[What the task asks]
Go through the data and copy every line exactly, but not the images.

## START Extracted entries

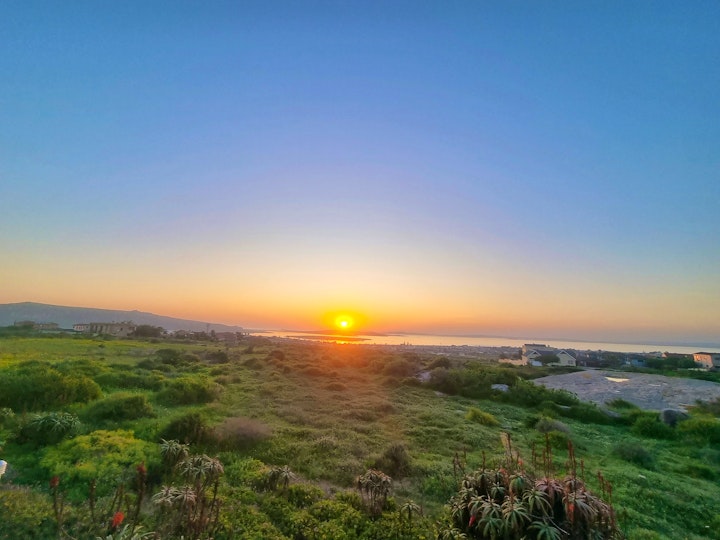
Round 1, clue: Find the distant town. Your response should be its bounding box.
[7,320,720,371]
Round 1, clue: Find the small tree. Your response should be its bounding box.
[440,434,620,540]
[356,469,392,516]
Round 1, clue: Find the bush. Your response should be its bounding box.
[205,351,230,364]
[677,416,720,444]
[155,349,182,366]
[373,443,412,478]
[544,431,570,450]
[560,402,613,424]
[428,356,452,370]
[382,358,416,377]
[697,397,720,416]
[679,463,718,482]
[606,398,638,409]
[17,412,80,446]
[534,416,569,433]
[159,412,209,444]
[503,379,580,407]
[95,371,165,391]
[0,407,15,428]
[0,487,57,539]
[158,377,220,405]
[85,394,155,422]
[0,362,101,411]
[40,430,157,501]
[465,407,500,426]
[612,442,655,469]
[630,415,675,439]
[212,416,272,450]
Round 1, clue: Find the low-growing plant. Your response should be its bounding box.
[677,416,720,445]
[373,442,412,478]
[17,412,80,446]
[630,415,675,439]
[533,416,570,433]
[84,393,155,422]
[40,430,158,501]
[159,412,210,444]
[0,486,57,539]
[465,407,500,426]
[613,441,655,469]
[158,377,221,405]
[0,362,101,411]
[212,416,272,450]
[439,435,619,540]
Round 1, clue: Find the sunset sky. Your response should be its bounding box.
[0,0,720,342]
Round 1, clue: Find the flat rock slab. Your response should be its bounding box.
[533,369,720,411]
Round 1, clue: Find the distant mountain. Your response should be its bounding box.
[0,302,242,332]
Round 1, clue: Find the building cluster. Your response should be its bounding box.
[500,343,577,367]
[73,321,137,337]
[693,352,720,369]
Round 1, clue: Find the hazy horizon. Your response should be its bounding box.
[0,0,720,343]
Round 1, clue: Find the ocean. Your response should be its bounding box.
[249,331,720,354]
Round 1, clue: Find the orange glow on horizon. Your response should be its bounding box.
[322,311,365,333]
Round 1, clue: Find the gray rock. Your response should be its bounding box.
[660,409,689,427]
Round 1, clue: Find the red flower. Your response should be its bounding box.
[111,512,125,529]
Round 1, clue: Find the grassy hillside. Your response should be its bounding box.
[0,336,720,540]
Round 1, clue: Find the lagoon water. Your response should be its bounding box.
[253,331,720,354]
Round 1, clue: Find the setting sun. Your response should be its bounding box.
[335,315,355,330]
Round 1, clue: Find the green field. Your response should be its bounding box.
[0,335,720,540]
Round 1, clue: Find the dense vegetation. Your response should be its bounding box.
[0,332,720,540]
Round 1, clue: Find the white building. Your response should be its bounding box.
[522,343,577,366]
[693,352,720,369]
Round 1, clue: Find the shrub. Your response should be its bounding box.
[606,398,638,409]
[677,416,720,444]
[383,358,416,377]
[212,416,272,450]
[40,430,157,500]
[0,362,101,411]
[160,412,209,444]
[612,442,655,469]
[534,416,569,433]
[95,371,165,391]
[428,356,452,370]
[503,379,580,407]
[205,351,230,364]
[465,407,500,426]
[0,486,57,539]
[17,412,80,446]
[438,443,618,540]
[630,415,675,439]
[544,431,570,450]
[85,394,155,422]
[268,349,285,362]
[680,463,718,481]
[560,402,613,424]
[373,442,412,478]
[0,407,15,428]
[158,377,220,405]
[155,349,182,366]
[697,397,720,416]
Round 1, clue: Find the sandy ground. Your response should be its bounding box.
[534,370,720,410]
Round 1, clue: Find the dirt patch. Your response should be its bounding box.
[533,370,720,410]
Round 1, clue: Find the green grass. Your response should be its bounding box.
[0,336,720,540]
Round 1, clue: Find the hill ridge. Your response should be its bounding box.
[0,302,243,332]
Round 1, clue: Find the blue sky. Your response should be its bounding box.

## END Extracted entries

[Response for this exercise]
Round 1, clue: Find the distant town. Your response should be its bounding box.
[7,320,720,371]
Round 1, clue: Find the small tree. Your response should be its bounding box.
[440,434,620,540]
[356,469,392,516]
Round 1, clue: Find the bush. Your response should be its bounding box.
[205,351,230,364]
[677,416,720,444]
[155,349,182,366]
[373,443,412,478]
[544,431,570,450]
[560,402,613,424]
[428,356,452,370]
[382,358,416,377]
[697,397,720,416]
[679,463,718,482]
[606,398,638,409]
[17,412,80,446]
[534,416,569,433]
[159,412,209,444]
[503,379,580,407]
[95,371,165,391]
[0,407,15,428]
[0,487,57,539]
[158,377,220,405]
[85,394,155,422]
[0,362,101,411]
[40,430,157,501]
[465,407,500,426]
[612,442,655,469]
[630,415,675,439]
[212,416,272,450]
Round 1, clue: Find the low-growing plant. Your response should be its bounding box.
[677,416,720,445]
[373,442,412,478]
[17,412,80,446]
[630,415,675,439]
[533,416,570,433]
[84,393,155,422]
[40,430,158,501]
[159,412,210,444]
[0,486,57,539]
[465,407,500,426]
[613,441,655,469]
[158,377,221,405]
[0,362,101,411]
[212,416,272,450]
[439,435,619,540]
Round 1, clue: Find the sunset sky. Your response should be its bounding box.
[0,0,720,342]
Round 1, clue: Find the flat rock slab. Your response should be its bounding box.
[533,369,720,411]
Round 1, clue: Find the distant mountain. Your response should be its bounding box.
[0,302,242,332]
Round 1, clue: Find the building cluster. Your response should be its bounding box.
[500,343,577,367]
[73,321,137,337]
[693,352,720,369]
Round 1, clue: Find the hazy horizon. Your response should be its bounding box.
[0,0,720,343]
Round 1, clue: Find the ocean. Your response should be its bounding box.
[249,331,720,354]
Round 1, clue: Find the orange glow on horizon. Your response should be its bounding box.
[322,311,365,333]
Round 1, clue: Find the gray rock. Your response should be its bounding box.
[660,409,689,427]
Round 1, clue: Find the red flower. Your response should be its bounding box.
[111,512,125,529]
Round 1, clue: Find the grassy hillside. Your response should be its bounding box.
[0,336,720,540]
Round 1, clue: Find the lagoon water. Your response should be its bounding box.
[253,331,720,354]
Round 1, clue: Find the setting sun. Your response should be its bounding box.
[335,315,355,330]
Round 1, clue: Find the green field. Your response should be its bounding box.
[0,335,720,540]
Round 1, clue: Find the dense vegetation. Your response should be its bounding box.
[0,332,720,540]
Round 1, clue: Find the white building. Your response should be its bounding box.
[522,343,577,366]
[693,352,720,369]
Round 1, clue: Find the shrub. Your response should be its bounding box.
[606,398,638,409]
[677,416,720,444]
[383,358,416,377]
[212,416,272,450]
[40,430,157,500]
[0,362,101,411]
[160,412,209,444]
[612,442,655,469]
[534,416,569,433]
[95,371,165,391]
[428,356,452,370]
[503,379,580,407]
[205,351,230,364]
[465,407,500,426]
[0,486,57,539]
[17,412,80,446]
[438,443,618,540]
[630,415,675,439]
[544,431,570,450]
[85,394,155,422]
[268,349,285,362]
[680,463,718,481]
[560,402,613,424]
[373,442,412,478]
[0,407,15,428]
[158,377,220,405]
[155,349,182,366]
[697,397,720,416]
Round 1, clue: Find the sandy ground. Your response should be its bounding box.
[534,370,720,410]
Round 1, clue: Find the dirt patch. Your response should be its bounding box.
[533,370,720,410]
Round 1, clue: Find the green grass. Your response should be its bounding box.
[0,336,720,540]
Round 1, clue: Find the hill ridge. Your response should be its bounding box.
[0,302,243,332]
Round 1, clue: Find the blue sky. Your response should be its bounding box.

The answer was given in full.